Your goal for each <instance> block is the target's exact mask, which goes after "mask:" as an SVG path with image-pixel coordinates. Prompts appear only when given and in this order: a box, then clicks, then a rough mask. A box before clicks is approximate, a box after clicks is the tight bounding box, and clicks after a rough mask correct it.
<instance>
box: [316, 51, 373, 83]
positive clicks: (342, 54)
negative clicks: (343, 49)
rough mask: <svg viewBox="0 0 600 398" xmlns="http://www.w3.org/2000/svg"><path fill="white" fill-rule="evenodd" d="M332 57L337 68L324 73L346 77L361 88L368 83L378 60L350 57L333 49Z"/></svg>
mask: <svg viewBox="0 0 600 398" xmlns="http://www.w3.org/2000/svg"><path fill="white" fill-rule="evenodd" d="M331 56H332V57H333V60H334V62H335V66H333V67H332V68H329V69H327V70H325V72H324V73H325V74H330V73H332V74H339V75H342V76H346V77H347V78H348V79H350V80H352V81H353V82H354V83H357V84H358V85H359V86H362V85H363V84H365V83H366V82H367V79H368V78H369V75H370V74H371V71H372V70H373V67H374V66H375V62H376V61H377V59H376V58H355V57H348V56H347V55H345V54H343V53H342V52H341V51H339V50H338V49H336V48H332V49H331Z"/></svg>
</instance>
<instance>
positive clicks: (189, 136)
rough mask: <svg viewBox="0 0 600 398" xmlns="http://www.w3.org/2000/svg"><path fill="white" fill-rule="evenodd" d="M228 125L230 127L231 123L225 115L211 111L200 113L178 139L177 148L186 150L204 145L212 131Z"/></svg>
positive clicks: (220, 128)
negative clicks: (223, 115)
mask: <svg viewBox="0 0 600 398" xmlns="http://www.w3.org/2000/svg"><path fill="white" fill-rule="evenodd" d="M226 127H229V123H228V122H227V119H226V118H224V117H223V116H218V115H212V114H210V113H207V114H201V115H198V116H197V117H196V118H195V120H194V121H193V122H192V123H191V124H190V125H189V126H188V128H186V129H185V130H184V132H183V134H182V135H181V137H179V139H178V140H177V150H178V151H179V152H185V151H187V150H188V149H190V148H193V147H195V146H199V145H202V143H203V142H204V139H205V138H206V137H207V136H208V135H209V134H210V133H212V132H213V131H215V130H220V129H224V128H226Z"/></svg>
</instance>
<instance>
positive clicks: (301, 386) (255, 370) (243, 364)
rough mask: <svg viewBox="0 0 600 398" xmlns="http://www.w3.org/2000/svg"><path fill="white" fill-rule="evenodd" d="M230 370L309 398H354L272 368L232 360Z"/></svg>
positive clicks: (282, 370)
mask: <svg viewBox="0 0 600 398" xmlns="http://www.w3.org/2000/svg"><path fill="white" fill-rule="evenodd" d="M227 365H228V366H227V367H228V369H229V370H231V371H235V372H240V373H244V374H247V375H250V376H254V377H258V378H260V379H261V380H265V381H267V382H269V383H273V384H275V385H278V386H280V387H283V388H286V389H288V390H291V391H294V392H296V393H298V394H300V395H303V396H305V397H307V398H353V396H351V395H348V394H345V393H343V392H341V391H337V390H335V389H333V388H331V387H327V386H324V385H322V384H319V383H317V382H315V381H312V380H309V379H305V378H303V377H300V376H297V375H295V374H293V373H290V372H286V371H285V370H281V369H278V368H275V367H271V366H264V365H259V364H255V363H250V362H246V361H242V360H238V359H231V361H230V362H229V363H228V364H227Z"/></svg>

What you have to do:
Please return the records above in their exact form.

Solution below:
Your goal for each <instance> block is the target's exact mask, which goes after "mask:" as an SVG path with image-pixel coordinates. Prompts appear only when given and in this order: a box, then clicks, then a rough mask. A box before clicks is approximate, a box after clicks is the tight bounding box, and clicks after a rough mask correct it.
<instance>
box: [316, 51, 373, 83]
positive clicks: (342, 54)
negative clicks: (343, 49)
rough mask: <svg viewBox="0 0 600 398" xmlns="http://www.w3.org/2000/svg"><path fill="white" fill-rule="evenodd" d="M332 57L337 68L324 73L346 77L361 88L368 83L378 60L350 57L333 49Z"/></svg>
mask: <svg viewBox="0 0 600 398" xmlns="http://www.w3.org/2000/svg"><path fill="white" fill-rule="evenodd" d="M331 56H332V57H333V60H334V62H335V66H333V67H332V68H329V69H327V70H325V72H324V73H325V74H330V73H332V74H339V75H342V76H346V77H347V78H348V79H350V80H352V81H353V82H354V83H357V84H358V85H359V86H362V85H363V84H365V83H366V82H367V79H368V78H369V75H370V74H371V71H372V70H373V67H374V66H375V62H376V61H377V59H376V58H355V57H348V56H347V55H345V54H343V53H342V52H341V51H339V50H338V49H336V48H332V49H331Z"/></svg>
</instance>
<instance>
positive clicks: (189, 136)
rough mask: <svg viewBox="0 0 600 398" xmlns="http://www.w3.org/2000/svg"><path fill="white" fill-rule="evenodd" d="M228 125L230 127L231 123L225 115L211 111L200 113L178 139L177 148L186 150L204 145L212 131Z"/></svg>
positive clicks: (220, 128)
negative clicks: (223, 115)
mask: <svg viewBox="0 0 600 398" xmlns="http://www.w3.org/2000/svg"><path fill="white" fill-rule="evenodd" d="M226 127H229V123H228V122H227V119H226V118H224V117H223V116H218V115H212V114H210V113H207V114H201V115H198V116H197V117H196V118H195V120H194V121H193V122H192V123H191V124H190V125H189V126H188V128H186V129H185V130H184V132H183V134H182V135H181V137H179V139H178V140H177V150H178V151H179V152H185V151H187V150H188V149H190V148H193V147H195V146H199V145H202V143H203V142H204V139H205V138H206V137H207V136H208V135H209V134H210V133H212V132H213V131H215V130H220V129H224V128H226Z"/></svg>
</instance>
<instance>
positive clicks: (301, 386) (255, 370) (243, 364)
rough mask: <svg viewBox="0 0 600 398" xmlns="http://www.w3.org/2000/svg"><path fill="white" fill-rule="evenodd" d="M230 370L309 398H354L272 368L232 360Z"/></svg>
positive clicks: (282, 370)
mask: <svg viewBox="0 0 600 398" xmlns="http://www.w3.org/2000/svg"><path fill="white" fill-rule="evenodd" d="M227 365H228V366H227V367H228V369H229V370H231V371H235V372H240V373H244V374H247V375H250V376H254V377H258V378H260V379H261V380H265V381H267V382H269V383H273V384H275V385H278V386H280V387H283V388H286V389H288V390H291V391H294V392H296V393H298V394H300V395H303V396H305V397H307V398H353V396H351V395H348V394H345V393H343V392H341V391H337V390H335V389H333V388H331V387H327V386H324V385H322V384H319V383H317V382H315V381H312V380H309V379H305V378H303V377H300V376H297V375H295V374H293V373H290V372H286V371H285V370H281V369H278V368H275V367H271V366H264V365H259V364H255V363H250V362H246V361H242V360H238V359H231V361H230V362H229V363H228V364H227Z"/></svg>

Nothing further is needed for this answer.